* Work to complete:
[1] In the passage on purchased application systems, what kind of machine is the computer called?
[2] Transcribe the passage on purchased application systems, everything from "For instance, how" down to "negative number, etc.?".
[3] Write the next part of the passage on purchased application systems, picking up after its final sentence.

* Reading passage:
--*--

The belief that applications systems have been debugged because they have been around for awhile is false, but for counter-intuitive reasons Applications are developed to sell to a mass market, i.e., please most of the users most of the time. Therefore, the system may not meet your expectations or your particular way of doing business.

For instance, how does the system handle a transaction that reduces your unit inventory to less than zero? When this happens, what do you want the computer to do? Keep the inventory to only zero? Hold the transaction in suspense until it can be resolved? Go to negative inventory? Value the inventory category as a minus? Calculate the inventory turnover using a zero, a negative number, etc.?

Remember, the computer is really a very stupid machine. A human must program it in the minutest details to tell it what to do. When one develops a custom system from scratch, all of the parameters and permutations, and the decision rules must be considered and decided upon affirmatively up front. In a purchased application package, the user is allowed to be sloppy and not consider all the combinations and preferences because the system will default to its own previously developed logic based upon the procedures, policies and needs of the developer and/ or other users and companies. This dereliction of affirmative user decision-making has been responsible for hundreds of failed installations and dozens of lawsuits and swift career changes.

--*--

* Supplied records:
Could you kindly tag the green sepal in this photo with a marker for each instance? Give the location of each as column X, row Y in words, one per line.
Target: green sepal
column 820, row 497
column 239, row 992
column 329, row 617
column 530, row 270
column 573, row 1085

--*--

* Answers below:
[1] A very stupid machine.

[2]
For instance, how does the system handle a transaction that reduces your unit inventory to less than zero? When this happens, what do you want the computer to do? Keep the inventory to only zero? Hold the transaction in suspense until it can be resolved? Go to negative inventory? Value the inventory category as a minus? Calculate the inventory turnover using a zero, a negative number, etc.?

[3]
Planning acceptance tests for application packages, therefore, must include testing features and functions at the most detailed level. This will assure that the logic of the systems is or can be made consistent with your needs based upon the user establishing and changing available systems options and parameters.

It is also important to remember that although there may be dozens, hundreds, or even more users out there, your process of setting the myriad of parameters, switches, tables, and codes essentially customizes" the system for you and may contain a combination of such parameters that has never been used or tested. If you do not test to determine what the cumulative effects are, this combination can have catastrophic effects on your particular installation.

Such parameters can include:

Page 31 of 35

• report formats

• audit trails

• month end, quarterly, and periodic reporting

• classification schemes

• hierarchy schemes

• various formula usage

• security schemes

• module integration requirements (those within and without the page)

• processing sequences

• backup procedures

• security levels and codes

• operating systems and utility program levels, and

• data communications protocols, etc.

In addition, every system is part of a larger "enterprise" system that includes policies, procedures, people, management style and objectives. An application system that works well in one company environment may not be acceptable in another. Initializing and/or converting your old files into new formats often can be a major effort that introduces errors into the system. Furthermore, new procedure manuals may have to be developed which integrate the new applications with the functions that take place before data is captured/ entered into the system and which discuss how the information generated by the system should be used by your company.

Appropriate systems/acceptance tests for applications software must assure that the system is operating as the users expect, and that the users are operating as the system expects. The purpose is to flex the system to test the "nuances" (i.e., standards, defaults, logic structures and logic handling) that the original designers preferred. There is no one right way-but there may be your way and their way (and wouldn't it be nice to know before you implement the system, rather than to learn it by surprise later as the system gives you results that are not what you 'need or expect?)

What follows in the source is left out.